──────── Исходный отрывок ────────

Все это в той или другой степени задело своим влиянием марксистскую литературу эпохи Второго Интернационала, даже в лице таких сильных умов, как Г. В. Плеханов. Разумеется, в одних случаях преобладало влияние позитивистской социологии, в других — формализм неокантиантского типа. Октябрьская революция широко раскрыла двери марксистскому просвещению. Но вместе с полезным содержанием в новый мир вошли и некоторые шаблоны популярной марксистской литературы прежнего типа, не заслуживающие положительной оценки с точки зрения классического марксизма и развития его в новую эпоху деятельностью В. И. Ленина. Эта идеологическая эклектика первых лет революции, часто прикрытая энтузиазмом «пролетарской культуры», получила впоследствии очень неполное определение как «вульгарный социологизм» или «вульгарная социология». В действительности незаконная помесь марксистской науки с традиционными или экстравагантными порождениями буржуазной идеологии задела и философию, и эстетику, и ходячие представления о нравственности, и весь круг едва родившейся и еще аморфной новой культуры. Это вызывало глубокое беспокойство Ленина, что, разумеется, известно каждому, кто дал себе труд вдуматься в послеоктябрьские речи, статьи и практические указания основателя Советского государства.
Растущий релятивизм эпохи, ограниченный только идеей формальных ценностей, вынесенных за рамки истории, был оснащен марксистской фразеологией базиса и надстроек, но остался тем же и в пролетарской косоворотке. Понятие абсолютного содержания исторической жизни, то есть развития нормальных условий человеческого существования через противоречия классовой цивилизации, было чуждо ему. Нравственное сознание, правда искусства, народная традиция — все это казалось массе людей, захваченных первым приливом марксистского образа мысли, чем-то враждебным идеологии передового класса и научному анализу. Отсюда легкость, с которой в сознание 20-х годов проникали идеи буржуазной социологии.

──────── Записанные данные ────────

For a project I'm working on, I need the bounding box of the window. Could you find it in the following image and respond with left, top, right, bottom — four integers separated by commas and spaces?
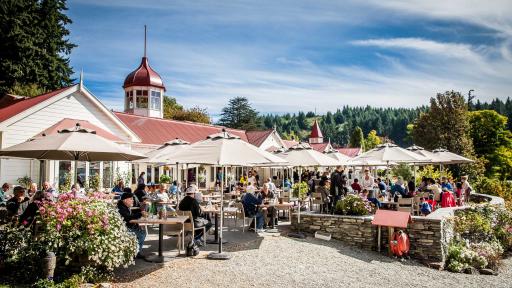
103, 162, 113, 188
136, 90, 148, 108
126, 91, 133, 109
155, 167, 160, 183
146, 165, 153, 183
150, 91, 160, 110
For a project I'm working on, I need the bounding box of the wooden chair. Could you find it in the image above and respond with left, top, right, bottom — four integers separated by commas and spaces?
176, 210, 206, 245
235, 202, 256, 232
397, 198, 414, 214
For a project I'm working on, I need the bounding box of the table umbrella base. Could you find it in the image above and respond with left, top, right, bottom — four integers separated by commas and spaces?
144, 255, 164, 263
206, 239, 228, 244
288, 232, 306, 239
208, 252, 231, 260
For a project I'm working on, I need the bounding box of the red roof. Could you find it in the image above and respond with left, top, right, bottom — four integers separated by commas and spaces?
336, 148, 361, 158
372, 209, 412, 228
309, 119, 324, 138
283, 140, 299, 149
36, 118, 123, 142
123, 57, 165, 91
114, 112, 247, 145
0, 84, 76, 122
309, 143, 329, 153
245, 129, 274, 147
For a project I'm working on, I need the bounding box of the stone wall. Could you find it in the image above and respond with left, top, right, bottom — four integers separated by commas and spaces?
292, 213, 449, 262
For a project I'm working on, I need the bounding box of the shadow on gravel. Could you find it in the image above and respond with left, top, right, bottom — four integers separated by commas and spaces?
289, 233, 425, 267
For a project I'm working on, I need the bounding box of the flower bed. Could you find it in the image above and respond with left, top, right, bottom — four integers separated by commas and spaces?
446, 205, 512, 272
0, 193, 137, 282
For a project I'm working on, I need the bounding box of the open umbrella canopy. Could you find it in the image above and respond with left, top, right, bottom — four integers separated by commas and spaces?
405, 145, 440, 163
277, 143, 341, 167
167, 130, 287, 166
432, 148, 474, 164
351, 143, 432, 166
136, 138, 190, 164
324, 149, 352, 165
0, 124, 146, 161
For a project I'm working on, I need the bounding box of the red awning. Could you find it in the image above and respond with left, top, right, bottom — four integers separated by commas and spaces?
372, 209, 412, 228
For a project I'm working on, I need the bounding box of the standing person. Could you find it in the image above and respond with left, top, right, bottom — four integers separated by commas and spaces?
361, 169, 375, 191
5, 186, 30, 217
441, 176, 453, 191
460, 175, 473, 202
407, 177, 416, 197
316, 177, 332, 213
137, 172, 146, 185
330, 166, 347, 205
117, 192, 146, 259
43, 181, 59, 200
0, 183, 9, 206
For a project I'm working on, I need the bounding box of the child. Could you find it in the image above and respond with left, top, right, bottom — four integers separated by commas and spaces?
426, 194, 437, 211
420, 197, 432, 216
455, 182, 464, 206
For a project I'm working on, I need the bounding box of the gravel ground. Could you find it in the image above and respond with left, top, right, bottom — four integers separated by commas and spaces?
114, 234, 512, 288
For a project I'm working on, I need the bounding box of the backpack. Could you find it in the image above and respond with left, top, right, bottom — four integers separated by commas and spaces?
186, 239, 200, 257
420, 202, 432, 215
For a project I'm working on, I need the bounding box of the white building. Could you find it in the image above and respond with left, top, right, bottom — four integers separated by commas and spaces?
0, 49, 287, 188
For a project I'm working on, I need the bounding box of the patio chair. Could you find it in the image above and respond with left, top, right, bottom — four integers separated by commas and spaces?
163, 224, 185, 255
235, 202, 256, 232
397, 198, 414, 214
176, 210, 206, 245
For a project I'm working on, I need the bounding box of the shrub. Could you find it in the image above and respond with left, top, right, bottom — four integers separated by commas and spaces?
39, 194, 137, 271
336, 195, 372, 216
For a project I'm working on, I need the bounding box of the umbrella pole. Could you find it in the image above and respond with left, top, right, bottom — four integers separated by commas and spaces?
205, 166, 231, 260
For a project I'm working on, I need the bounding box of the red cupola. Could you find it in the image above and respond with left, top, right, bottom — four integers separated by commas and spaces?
123, 57, 165, 91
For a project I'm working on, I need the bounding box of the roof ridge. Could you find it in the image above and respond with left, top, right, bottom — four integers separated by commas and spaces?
113, 111, 247, 133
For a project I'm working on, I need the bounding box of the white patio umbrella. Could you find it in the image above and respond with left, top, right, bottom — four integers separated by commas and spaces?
324, 149, 352, 165
0, 123, 146, 184
432, 148, 475, 164
164, 129, 286, 259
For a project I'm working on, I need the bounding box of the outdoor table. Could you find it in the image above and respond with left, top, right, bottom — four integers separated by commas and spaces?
379, 200, 398, 209
201, 206, 236, 244
130, 216, 188, 263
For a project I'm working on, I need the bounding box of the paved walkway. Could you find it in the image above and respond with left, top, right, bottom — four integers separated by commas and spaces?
114, 219, 512, 288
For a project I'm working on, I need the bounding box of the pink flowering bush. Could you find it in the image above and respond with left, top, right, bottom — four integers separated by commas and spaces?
336, 195, 373, 216
39, 193, 137, 271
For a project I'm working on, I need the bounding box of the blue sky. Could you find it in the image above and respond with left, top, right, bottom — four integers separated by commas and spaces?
68, 0, 512, 118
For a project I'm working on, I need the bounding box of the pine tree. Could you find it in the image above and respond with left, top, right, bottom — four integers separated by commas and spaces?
0, 0, 76, 96
349, 126, 364, 149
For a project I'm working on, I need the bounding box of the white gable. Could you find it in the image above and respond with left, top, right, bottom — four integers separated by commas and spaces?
1, 91, 136, 148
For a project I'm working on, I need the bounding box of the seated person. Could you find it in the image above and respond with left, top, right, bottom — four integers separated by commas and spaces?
419, 197, 432, 216
361, 189, 381, 208
112, 180, 124, 196
133, 183, 149, 203
178, 185, 212, 246
5, 186, 30, 217
350, 178, 363, 193
261, 185, 277, 229
117, 192, 146, 258
241, 188, 264, 232
441, 187, 457, 208
426, 194, 437, 211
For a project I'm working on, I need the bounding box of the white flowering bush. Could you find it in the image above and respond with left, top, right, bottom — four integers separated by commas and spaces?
39, 194, 137, 271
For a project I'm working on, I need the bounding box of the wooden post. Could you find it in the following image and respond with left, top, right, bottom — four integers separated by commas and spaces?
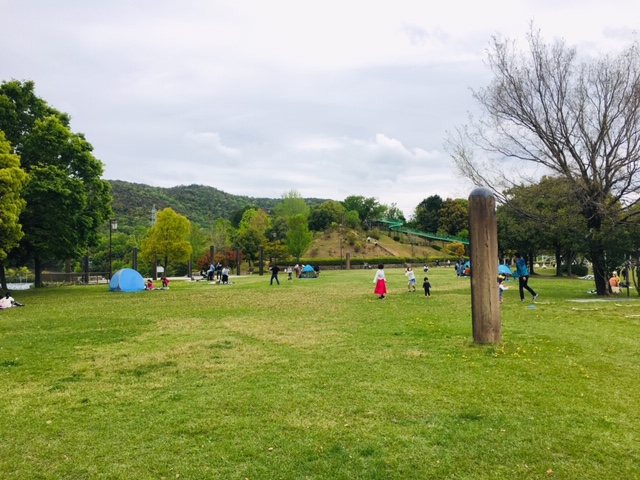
258, 245, 264, 275
469, 187, 502, 343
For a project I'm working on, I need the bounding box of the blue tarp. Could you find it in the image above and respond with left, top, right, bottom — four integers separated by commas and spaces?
298, 265, 318, 278
109, 268, 144, 292
498, 265, 513, 277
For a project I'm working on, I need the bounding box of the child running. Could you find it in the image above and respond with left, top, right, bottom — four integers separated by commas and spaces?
373, 264, 387, 300
404, 267, 416, 292
498, 276, 509, 303
422, 277, 431, 297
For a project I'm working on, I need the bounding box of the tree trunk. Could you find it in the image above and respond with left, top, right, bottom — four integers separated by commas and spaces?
525, 253, 536, 275
556, 243, 562, 277
33, 257, 44, 288
591, 245, 609, 295
0, 262, 9, 292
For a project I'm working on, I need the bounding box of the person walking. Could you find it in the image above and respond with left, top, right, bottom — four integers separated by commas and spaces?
422, 277, 431, 297
373, 264, 387, 300
269, 265, 280, 285
513, 253, 538, 302
404, 267, 416, 292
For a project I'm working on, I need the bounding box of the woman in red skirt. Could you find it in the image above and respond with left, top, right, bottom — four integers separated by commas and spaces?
373, 264, 387, 300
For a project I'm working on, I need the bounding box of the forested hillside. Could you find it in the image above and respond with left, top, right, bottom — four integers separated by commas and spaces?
108, 180, 324, 227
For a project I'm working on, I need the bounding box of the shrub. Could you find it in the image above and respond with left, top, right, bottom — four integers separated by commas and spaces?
562, 264, 589, 277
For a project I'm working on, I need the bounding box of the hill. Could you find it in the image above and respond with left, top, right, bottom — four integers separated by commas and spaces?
108, 180, 324, 227
305, 232, 442, 258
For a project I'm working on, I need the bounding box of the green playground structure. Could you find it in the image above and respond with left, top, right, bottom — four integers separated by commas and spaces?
376, 218, 469, 245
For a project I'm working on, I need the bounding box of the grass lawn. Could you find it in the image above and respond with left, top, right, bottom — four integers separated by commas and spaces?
0, 268, 640, 479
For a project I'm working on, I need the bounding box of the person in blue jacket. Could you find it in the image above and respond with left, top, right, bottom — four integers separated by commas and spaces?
513, 253, 538, 302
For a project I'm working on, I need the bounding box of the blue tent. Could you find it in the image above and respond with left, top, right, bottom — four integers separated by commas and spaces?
109, 268, 144, 292
298, 265, 318, 278
498, 265, 513, 277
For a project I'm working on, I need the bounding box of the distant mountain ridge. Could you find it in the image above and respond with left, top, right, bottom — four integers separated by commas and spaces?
107, 180, 325, 227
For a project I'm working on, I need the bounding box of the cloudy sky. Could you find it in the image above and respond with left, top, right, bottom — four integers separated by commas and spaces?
0, 0, 640, 218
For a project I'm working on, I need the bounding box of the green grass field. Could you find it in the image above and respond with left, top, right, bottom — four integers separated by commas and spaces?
0, 268, 640, 479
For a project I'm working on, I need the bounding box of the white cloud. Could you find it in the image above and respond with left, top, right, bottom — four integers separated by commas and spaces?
185, 132, 242, 157
0, 0, 640, 216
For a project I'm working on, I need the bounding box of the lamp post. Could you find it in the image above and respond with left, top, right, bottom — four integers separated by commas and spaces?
109, 218, 118, 281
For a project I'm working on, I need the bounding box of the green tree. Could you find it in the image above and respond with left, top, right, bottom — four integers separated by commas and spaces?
287, 215, 313, 263
438, 198, 469, 236
273, 190, 309, 218
211, 218, 234, 252
140, 208, 193, 275
383, 203, 407, 223
0, 81, 111, 287
238, 208, 269, 235
189, 222, 208, 266
498, 176, 588, 275
447, 28, 640, 295
235, 227, 267, 266
342, 195, 387, 228
0, 131, 28, 290
413, 195, 444, 233
309, 200, 344, 232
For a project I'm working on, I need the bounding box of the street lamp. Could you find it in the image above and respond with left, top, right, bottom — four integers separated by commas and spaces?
109, 218, 118, 281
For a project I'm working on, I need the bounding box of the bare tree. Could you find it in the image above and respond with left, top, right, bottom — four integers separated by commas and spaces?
446, 27, 640, 295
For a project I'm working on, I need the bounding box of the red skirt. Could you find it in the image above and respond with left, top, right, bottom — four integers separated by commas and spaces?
373, 279, 387, 295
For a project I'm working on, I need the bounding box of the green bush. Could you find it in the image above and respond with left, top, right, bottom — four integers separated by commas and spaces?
561, 264, 589, 277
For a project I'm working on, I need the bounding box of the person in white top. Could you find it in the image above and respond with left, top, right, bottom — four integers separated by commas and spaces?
404, 267, 416, 292
373, 264, 387, 300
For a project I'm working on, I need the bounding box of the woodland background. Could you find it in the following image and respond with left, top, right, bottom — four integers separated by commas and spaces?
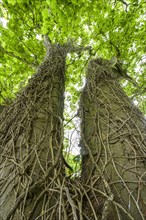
0, 0, 146, 219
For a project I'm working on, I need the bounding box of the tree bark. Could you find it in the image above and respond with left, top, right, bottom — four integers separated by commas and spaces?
0, 45, 66, 220
79, 59, 146, 220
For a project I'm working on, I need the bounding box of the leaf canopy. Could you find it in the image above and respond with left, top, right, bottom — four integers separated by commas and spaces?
0, 0, 146, 112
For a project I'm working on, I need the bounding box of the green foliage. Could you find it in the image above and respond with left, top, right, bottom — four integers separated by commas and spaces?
0, 0, 146, 171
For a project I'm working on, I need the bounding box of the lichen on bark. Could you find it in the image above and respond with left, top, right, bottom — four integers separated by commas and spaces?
80, 58, 146, 220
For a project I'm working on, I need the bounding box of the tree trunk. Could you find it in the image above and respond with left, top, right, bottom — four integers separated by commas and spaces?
0, 45, 65, 220
79, 59, 146, 220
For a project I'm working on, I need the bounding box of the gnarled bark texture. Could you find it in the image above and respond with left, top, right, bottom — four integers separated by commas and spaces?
80, 59, 146, 220
0, 45, 66, 220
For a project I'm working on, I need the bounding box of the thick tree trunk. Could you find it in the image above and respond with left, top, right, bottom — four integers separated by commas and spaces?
79, 59, 146, 220
0, 45, 65, 220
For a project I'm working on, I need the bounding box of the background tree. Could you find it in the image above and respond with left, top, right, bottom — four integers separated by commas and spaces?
0, 0, 145, 219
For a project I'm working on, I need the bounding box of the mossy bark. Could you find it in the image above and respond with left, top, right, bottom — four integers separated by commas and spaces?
0, 45, 65, 220
79, 59, 146, 220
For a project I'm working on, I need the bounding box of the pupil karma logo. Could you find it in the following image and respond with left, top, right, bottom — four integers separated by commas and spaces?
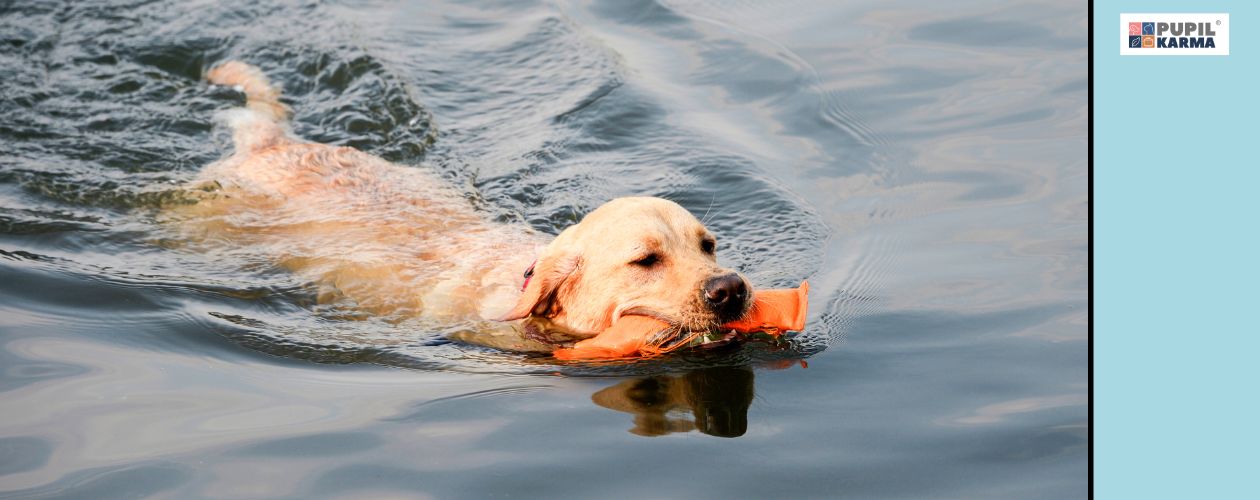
1120, 14, 1230, 55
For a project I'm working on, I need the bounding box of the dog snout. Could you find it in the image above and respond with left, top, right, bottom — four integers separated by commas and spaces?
704, 273, 748, 317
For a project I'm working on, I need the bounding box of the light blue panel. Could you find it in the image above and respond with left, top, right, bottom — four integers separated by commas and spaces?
1094, 1, 1260, 499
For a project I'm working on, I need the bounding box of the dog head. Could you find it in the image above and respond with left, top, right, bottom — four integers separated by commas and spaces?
503, 198, 752, 335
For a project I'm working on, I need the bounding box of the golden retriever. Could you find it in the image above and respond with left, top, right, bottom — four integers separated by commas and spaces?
175, 62, 753, 350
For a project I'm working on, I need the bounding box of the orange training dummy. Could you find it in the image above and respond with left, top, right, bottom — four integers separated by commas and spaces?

────────

• _Условие задания_
Выпишите из исходного отрывка дословно всё, что идет от слов «Растущий релятивизм эпохи, ограниченный» вниз до слов «идеи буржуазной социологии.» включительно.

• _Ответ на задание_
Растущий релятивизм эпохи, ограниченный только идеей формальных ценностей, вынесенных за рамки истории, был оснащен марксистской фразеологией базиса и надстроек, но остался тем же и в пролетарской косоворотке. Понятие абсолютного содержания исторической жизни, то есть развития нормальных условий человеческого существования через противоречия классовой цивилизации, было чуждо ему. Нравственное сознание, правда искусства, народная традиция — все это казалось массе людей, захваченных первым приливом марксистского образа мысли, чем-то враждебным идеологии передового класса и научному анализу. Отсюда легкость, с которой в сознание 20-х годов проникали идеи буржуазной социологии.